(Collected data)
• • • • •

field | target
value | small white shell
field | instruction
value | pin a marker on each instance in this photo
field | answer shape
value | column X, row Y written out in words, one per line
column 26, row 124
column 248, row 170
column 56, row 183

• • • • •

Return all of the records above unchanged, line for line.

field | target
value | small white shell
field | instruction
value | pin a marker on each instance in this photo
field | answer shape
value | column X, row Y written out in words, one per line
column 26, row 124
column 248, row 170
column 56, row 183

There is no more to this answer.